# Extracted information start

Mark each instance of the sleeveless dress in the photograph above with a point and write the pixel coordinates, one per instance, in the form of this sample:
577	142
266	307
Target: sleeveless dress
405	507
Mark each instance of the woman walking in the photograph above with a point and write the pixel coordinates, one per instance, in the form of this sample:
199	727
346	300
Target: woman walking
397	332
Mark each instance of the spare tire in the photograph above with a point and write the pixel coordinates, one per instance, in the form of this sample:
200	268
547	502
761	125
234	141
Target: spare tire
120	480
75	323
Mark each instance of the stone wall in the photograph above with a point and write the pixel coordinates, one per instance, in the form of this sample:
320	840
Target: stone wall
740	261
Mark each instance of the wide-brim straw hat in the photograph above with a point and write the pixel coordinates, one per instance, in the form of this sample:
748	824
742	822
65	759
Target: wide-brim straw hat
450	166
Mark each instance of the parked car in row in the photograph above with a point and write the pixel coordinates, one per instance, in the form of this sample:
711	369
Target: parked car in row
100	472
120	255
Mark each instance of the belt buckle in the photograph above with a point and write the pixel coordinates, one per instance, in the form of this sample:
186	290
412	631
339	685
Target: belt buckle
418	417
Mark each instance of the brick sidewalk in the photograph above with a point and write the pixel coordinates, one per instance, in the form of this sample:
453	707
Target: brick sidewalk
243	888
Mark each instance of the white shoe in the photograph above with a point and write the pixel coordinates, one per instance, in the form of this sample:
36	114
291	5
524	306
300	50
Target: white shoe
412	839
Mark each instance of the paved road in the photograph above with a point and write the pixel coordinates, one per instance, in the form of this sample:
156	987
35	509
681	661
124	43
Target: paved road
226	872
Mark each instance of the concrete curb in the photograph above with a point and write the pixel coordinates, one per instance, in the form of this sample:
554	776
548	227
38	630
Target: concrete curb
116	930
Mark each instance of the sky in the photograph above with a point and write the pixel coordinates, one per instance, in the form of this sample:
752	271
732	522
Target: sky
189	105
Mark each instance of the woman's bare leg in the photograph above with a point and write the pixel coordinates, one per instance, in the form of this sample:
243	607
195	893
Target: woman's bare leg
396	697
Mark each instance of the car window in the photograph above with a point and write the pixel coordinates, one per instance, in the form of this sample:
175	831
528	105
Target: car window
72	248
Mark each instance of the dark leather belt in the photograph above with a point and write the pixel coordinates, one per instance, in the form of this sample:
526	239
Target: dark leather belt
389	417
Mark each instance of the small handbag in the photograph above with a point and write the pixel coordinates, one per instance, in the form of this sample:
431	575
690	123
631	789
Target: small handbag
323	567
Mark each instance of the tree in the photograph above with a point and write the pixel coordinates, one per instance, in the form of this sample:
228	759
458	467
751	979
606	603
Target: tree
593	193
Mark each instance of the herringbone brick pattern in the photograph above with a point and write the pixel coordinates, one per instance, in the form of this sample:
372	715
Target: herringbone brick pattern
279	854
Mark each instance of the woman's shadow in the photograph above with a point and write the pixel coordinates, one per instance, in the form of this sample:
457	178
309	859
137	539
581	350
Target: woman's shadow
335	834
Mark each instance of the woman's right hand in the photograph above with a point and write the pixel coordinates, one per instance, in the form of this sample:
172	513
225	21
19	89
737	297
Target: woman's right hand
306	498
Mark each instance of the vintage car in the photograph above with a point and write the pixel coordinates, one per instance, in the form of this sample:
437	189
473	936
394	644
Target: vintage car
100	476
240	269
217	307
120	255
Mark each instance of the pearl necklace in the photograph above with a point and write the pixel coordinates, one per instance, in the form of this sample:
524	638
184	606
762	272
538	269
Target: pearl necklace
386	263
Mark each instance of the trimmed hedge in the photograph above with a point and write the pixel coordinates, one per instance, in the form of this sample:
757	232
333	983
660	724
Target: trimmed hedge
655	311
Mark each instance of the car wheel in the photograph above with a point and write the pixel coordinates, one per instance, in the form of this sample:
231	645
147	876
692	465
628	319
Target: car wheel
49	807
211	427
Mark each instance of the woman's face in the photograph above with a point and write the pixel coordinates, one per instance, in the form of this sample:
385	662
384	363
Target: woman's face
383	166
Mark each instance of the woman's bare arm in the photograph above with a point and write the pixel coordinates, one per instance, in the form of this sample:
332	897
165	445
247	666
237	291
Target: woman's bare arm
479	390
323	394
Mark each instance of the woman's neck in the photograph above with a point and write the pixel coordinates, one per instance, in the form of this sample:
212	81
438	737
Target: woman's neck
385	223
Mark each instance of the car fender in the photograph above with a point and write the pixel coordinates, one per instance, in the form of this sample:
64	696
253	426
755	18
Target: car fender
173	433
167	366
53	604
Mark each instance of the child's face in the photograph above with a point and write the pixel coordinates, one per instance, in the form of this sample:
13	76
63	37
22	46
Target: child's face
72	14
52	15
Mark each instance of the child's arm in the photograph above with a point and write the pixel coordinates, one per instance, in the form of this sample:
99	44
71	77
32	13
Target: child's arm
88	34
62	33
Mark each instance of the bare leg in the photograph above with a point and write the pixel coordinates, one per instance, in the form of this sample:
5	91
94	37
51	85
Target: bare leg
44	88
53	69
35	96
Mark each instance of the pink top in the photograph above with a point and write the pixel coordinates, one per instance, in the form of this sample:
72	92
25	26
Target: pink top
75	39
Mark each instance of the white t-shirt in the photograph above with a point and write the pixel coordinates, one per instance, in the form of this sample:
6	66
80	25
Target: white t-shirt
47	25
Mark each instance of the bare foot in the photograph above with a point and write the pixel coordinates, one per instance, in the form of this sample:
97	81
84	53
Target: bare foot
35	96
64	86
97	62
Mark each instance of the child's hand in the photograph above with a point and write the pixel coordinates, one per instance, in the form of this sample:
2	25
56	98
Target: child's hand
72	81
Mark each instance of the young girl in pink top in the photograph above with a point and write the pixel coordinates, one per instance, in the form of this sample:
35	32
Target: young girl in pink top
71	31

# Extracted information end

* **Task statement**: Reproduce the material above, every line of it, exactly.

* **Exercise solution**:
Mark each instance of the sleeveless dress in the photograph above with a point and write the pixel coordinates, one per instance, in the form of this sample:
577	142
266	307
Target: sleeveless dress
405	507
Mark each instance of the woman walking in the photograph above with a point and write the pixel coordinates, one per instance, in the form of this sample:
199	727
346	300
Target: woman walking
397	332
Mark each instance of the spare tire in the photograph above with a point and write the pixel coordinates, one per instance, in the form of this sample:
200	268
547	502
761	125
234	141
Target: spare tire
120	480
75	323
Mark each instance of the stone wall in the photograph above with a point and write the pixel coordinates, one per instance, in the form of this sample:
320	840
Target: stone wall
740	261
Mark each instance of the wide-brim straw hat in the photograph above with a point and write the pixel coordinates, one per instance, in the form of this sample:
748	824
742	822
65	759
Target: wide-brim straw hat
450	166
Mark each instance of the parked car in row in the photograph above with a point and write the pixel coordinates, one per instance, in the form of this sample:
711	369
Target: parked car in row
100	472
120	255
Mark each instance of the belt buckle in the photograph above with a point and write the pixel coordinates, one per instance, in the form of this sample:
186	290
412	631
339	685
Target: belt buckle
418	417
Mark each instance of the brick sidewalk in the photograph above with a point and write the pixel coordinates, one per instance, in the form of this sample:
453	707
Target: brick sidewalk
243	888
Mark each instance of the white shoe in the photograph above with a point and write the pixel coordinates, one per instance, in the form of this sample:
36	114
291	5
524	306
300	50
Target: white shoe
412	839
Mark each instance of the paved road in the photograph above with a point and write the pixel coordinates, one per instance, in the form of this sample:
156	987
35	509
681	661
124	43
Target: paved road
226	872
Mark each instance of the concrete curb in the photograph above with a point and write the pixel coordinates, one per instance, in the form of this sample:
554	776
548	227
38	630
Target: concrete curb
116	930
Mark each instance of the sky in the photograph above with a point and write the pixel coordinates, one per instance, in the form of this sample:
752	271
732	522
Target: sky
189	105
Mark each instance of the woman's bare leg in the photograph above with a point and write the pixel coordinates, one per instance, in the form of this sample:
243	607
195	893
Target: woman's bare leg
396	697
Mark each instance of the car window in the photograph above with a point and write the pixel coordinates, one per instance, in the form of this sample:
175	831
528	105
Target: car window
72	248
Mark each instance of the dark leather belt in the photograph above with a point and write the pixel coordinates, one per instance, in the form of this sample:
526	239
Target: dark leather belt
389	417
Mark each instance of the small handbag in the photograph above with a point and write the pixel coordinates, one per instance, in the form of this sample:
431	575
690	123
631	789
Target: small handbag
323	567
Mark each instance of the tree in the photograph above with a point and write the pixel coordinates, one per instance, in the form of this sample:
228	759
458	467
751	979
606	603
Target: tree
593	193
Mark each instance of the herringbone brick pattern in the photograph above with a point and write the pixel coordinates, one per instance, in the form of this sample:
372	715
Target: herringbone brick pattern
279	854
Mark each instance of the woman's shadow in the photograph above with a point and write the pixel coordinates, one per instance, in the form of this sample:
457	178
309	859
137	539
581	350
Target: woman's shadow
335	834
Mark each instance of the woman's right hand in the photograph above with a point and write the pixel coordinates, one per instance, in the form of this sample:
172	513
225	21
19	89
737	297
Target: woman's right hand
306	498
Mark each instance of the vintage car in the photograph above with a point and write the pixel coordinates, one per instance, in the form of this sample:
437	189
473	936
394	644
Target: vintage car
100	476
240	269
217	307
120	255
Mark each instance of the pearl necklace in the photograph above with a point and write the pixel coordinates, one per instance, in the form of this sample:
524	638
184	606
762	272
538	269
Target: pearl necklace
386	263
Mark each instance of the trimmed hedge in the photograph above with a point and write the pixel coordinates, one per instance, in the form of this sample:
757	232
333	983
660	724
Target: trimmed hedge
655	311
Mark each instance of the car wheel in the photograph above with a point and write the pixel coordinates, one per instance, in the form of this sample:
231	645
147	876
692	465
628	319
Target: car wheel
49	807
211	427
Mark each instance of the woman's face in the photograph above with a point and write the pixel coordinates, one per instance, in the form of this sample:
385	662
384	363
Target: woman's face
383	166
Mark each instance of the woman's bare arm in the photograph above with a point and write the pixel coordinates, one per instance, in the form of this sample:
332	897
165	445
247	666
237	291
Target: woman's bare arm
479	390
323	394
Mark each instance of the woman's neck in the photograph above with a point and write the pixel coordinates, one per instance, in the form of this sample:
212	81
438	737
Target: woman's neck
385	223
Mark each instance of the car fender in the photograph above with a point and write the pixel coordinates, one per instance, in the form of this sample:
64	696
253	426
755	18
Target: car fender
173	433
167	366
53	604
Mark each instance of the child's face in the photograph above with a point and write the pixel coordinates, one per instance, in the form of this sample:
13	76
63	37
22	46
Target: child's face
72	14
52	15
Mark each instance of the child's arm in the photograph above with a point and write the pixel coordinates, one per instance, in the form of this sample:
99	44
71	77
32	13
Target: child's arm
88	34
62	33
Mark each instance of the bare leg in the photograph above with a point and write the pixel coordinates, one per instance, in the form of this sample:
5	91
94	37
51	85
Target: bare leg
44	88
53	69
35	96
Mark each instance of the pink top in the photograph above with a point and write the pixel coordinates, one per instance, in the form of this sample:
72	92
25	26
Target: pink top
75	39
Mark each instance of the white t-shirt in the photograph above with a point and write the pixel coordinates, one per instance, in the form of this sample:
6	66
80	25
Target: white t-shirt
47	25
Mark each instance of the bare foot in the photograph above with a point and write the pixel coordinates, one per instance, in the form of this sample:
97	81
84	53
Target: bare foot
35	96
64	86
97	62
Mark each instance of the child's hand in the photograph above with a point and write the pixel coordinates, one per instance, in the form of this sample:
2	25
56	98
Target: child's hand
72	81
Mark each instance of the young girl in pink top in the photograph above with a point and write the pixel coordinates, one per instance, in the form of this sample:
35	32
Target: young girl in pink top
71	31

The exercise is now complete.